## EXERCISE INSTRUCTIONS:
(A) In the passage about reproductive health care in the Eastern Sierra, what position does Dr. Martha Kim hold?
(B) The passage about reproductive health care in the Eastern Sierra names groups of patients K. worries about. List every one of them.
(C) Reproduce the portion of the passage about reproductive health care in the Eastern Sierra between "And yet, K." and "area more difficult.", inclusive.

## TEXT SECTION:
And yet, K. acknowledges how much harder the situation can be for others without the resources she has. She worries about low-income patients, those with work and family responsibilities, and those in abusive relationships, who may not be able to access reproductive health care. The Eastern Sierra’s remoteness is also complicated by the lack of comprehensive public transportation, which makes traveling out of the area more difficult.
Dr. Martha Kim, one of Northern Inyo’s obstetrician-gynecologists, explained the role of small-town politics in making difficult decisions about the availability of reproductive health services, for a story we reported in 2022. Dr. Kim fears that offering elective abortion services could draw negativity or attacks on patients or fellow providers, and despite her personal support for abortion rights, believes that it is, unfortunately, the best thing for the community to only provide pregnancy terminations that the clinic deems medically necessary.

## SUPPLIED MATERIAL:
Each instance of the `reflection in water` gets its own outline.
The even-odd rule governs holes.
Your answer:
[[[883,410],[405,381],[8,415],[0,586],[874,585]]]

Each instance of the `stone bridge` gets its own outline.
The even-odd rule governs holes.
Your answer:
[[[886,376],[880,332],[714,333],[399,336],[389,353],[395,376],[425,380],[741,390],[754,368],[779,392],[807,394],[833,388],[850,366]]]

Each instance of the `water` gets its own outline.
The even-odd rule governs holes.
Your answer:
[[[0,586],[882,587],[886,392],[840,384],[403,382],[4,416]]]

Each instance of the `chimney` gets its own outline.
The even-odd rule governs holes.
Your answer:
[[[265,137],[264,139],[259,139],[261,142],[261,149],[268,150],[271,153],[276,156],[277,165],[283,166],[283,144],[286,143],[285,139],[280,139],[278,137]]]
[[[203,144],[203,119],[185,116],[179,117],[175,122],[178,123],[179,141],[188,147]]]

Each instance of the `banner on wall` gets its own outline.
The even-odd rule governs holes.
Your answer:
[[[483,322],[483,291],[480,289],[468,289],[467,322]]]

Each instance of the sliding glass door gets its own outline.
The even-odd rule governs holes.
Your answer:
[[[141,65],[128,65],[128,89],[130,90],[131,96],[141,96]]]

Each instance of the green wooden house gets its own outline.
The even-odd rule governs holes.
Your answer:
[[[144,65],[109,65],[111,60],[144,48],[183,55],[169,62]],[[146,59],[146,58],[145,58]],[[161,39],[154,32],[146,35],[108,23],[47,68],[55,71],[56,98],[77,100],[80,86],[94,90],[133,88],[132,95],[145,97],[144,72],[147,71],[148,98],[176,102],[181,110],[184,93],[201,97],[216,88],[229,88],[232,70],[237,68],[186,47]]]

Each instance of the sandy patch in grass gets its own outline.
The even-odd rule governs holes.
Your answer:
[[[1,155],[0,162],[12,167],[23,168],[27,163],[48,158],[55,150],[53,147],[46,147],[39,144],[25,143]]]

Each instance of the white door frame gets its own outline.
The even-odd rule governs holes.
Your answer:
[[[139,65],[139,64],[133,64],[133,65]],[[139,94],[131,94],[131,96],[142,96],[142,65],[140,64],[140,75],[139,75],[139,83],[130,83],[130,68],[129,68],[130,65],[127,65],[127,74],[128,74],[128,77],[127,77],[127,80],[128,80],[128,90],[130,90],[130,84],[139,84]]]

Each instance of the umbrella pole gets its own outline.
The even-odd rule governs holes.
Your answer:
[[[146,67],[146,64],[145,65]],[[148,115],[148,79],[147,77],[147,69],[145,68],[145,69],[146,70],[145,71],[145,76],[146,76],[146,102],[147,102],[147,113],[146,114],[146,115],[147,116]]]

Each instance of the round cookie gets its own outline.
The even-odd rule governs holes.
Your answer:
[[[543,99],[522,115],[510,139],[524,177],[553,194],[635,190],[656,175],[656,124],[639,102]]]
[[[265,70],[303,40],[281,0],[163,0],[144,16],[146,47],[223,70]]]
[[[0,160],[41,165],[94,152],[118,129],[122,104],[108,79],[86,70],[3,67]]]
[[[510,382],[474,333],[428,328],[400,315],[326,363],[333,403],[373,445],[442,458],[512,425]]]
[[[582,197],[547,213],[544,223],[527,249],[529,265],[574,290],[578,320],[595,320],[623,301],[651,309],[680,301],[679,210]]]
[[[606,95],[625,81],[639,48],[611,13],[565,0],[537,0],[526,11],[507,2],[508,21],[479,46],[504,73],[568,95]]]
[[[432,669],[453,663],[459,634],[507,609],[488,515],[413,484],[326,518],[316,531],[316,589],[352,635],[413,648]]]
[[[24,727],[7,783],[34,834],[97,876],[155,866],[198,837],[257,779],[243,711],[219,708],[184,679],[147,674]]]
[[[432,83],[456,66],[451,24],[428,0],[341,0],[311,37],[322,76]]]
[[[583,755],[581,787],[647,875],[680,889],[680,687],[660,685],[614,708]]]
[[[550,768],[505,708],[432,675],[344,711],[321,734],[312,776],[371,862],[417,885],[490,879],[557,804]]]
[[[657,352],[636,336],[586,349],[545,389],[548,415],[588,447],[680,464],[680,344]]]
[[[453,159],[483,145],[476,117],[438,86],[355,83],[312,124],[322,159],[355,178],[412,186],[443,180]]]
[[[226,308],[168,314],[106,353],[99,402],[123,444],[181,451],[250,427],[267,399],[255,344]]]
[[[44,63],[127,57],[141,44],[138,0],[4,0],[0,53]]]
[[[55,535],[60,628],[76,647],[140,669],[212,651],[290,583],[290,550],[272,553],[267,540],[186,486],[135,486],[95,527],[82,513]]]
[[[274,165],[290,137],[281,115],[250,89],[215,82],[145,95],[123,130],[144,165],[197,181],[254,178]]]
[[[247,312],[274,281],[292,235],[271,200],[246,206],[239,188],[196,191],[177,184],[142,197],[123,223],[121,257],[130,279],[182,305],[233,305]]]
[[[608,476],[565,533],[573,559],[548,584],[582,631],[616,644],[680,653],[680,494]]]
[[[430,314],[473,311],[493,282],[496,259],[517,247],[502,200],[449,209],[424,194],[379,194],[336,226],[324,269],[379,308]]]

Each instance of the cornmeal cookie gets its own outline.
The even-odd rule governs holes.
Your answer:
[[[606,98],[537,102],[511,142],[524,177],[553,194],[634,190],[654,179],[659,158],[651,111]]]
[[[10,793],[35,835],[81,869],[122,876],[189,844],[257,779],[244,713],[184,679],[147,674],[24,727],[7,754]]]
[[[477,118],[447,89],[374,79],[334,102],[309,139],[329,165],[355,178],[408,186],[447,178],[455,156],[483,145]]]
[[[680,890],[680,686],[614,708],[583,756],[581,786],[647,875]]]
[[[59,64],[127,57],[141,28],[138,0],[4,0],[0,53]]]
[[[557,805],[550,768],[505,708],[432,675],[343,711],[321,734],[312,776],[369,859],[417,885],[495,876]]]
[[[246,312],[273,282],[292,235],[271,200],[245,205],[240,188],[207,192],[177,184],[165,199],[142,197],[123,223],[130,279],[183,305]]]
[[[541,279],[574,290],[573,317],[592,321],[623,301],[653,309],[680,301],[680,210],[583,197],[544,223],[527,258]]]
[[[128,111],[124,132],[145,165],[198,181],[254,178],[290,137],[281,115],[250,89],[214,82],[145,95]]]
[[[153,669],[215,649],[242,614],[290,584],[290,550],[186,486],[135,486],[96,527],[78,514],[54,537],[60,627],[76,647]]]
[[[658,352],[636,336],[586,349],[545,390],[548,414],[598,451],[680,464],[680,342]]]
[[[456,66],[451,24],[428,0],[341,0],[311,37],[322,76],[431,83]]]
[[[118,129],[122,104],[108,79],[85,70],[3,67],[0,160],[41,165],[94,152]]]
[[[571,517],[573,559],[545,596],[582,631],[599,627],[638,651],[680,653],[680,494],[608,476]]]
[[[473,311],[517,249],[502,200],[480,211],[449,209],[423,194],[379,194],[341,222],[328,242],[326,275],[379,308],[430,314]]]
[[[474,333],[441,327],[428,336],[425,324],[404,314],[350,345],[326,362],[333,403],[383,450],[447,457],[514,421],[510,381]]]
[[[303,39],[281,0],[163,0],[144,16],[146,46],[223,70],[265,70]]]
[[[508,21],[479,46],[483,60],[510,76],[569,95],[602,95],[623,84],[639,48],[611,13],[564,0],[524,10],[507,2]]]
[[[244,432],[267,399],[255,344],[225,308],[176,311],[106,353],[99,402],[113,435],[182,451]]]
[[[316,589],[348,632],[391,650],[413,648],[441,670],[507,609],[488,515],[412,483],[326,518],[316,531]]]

## RESPONSES TO THE TASKS:
(A) She is one of Northern Inyo's obstetrician-gynecologists.

(B) Low-income patients; those with work and family responsibilities; those in abusive relationships.

(C)
And yet, K. acknowledges how much harder the situation can be for others without the resources she has. She worries about low-income patients, those with work and family responsibilities, and those in abusive relationships, who may not be able to access reproductive health care. The Eastern Sierra’s remoteness is also complicated by the lack of comprehensive public transportation, which makes traveling out of the area more difficult.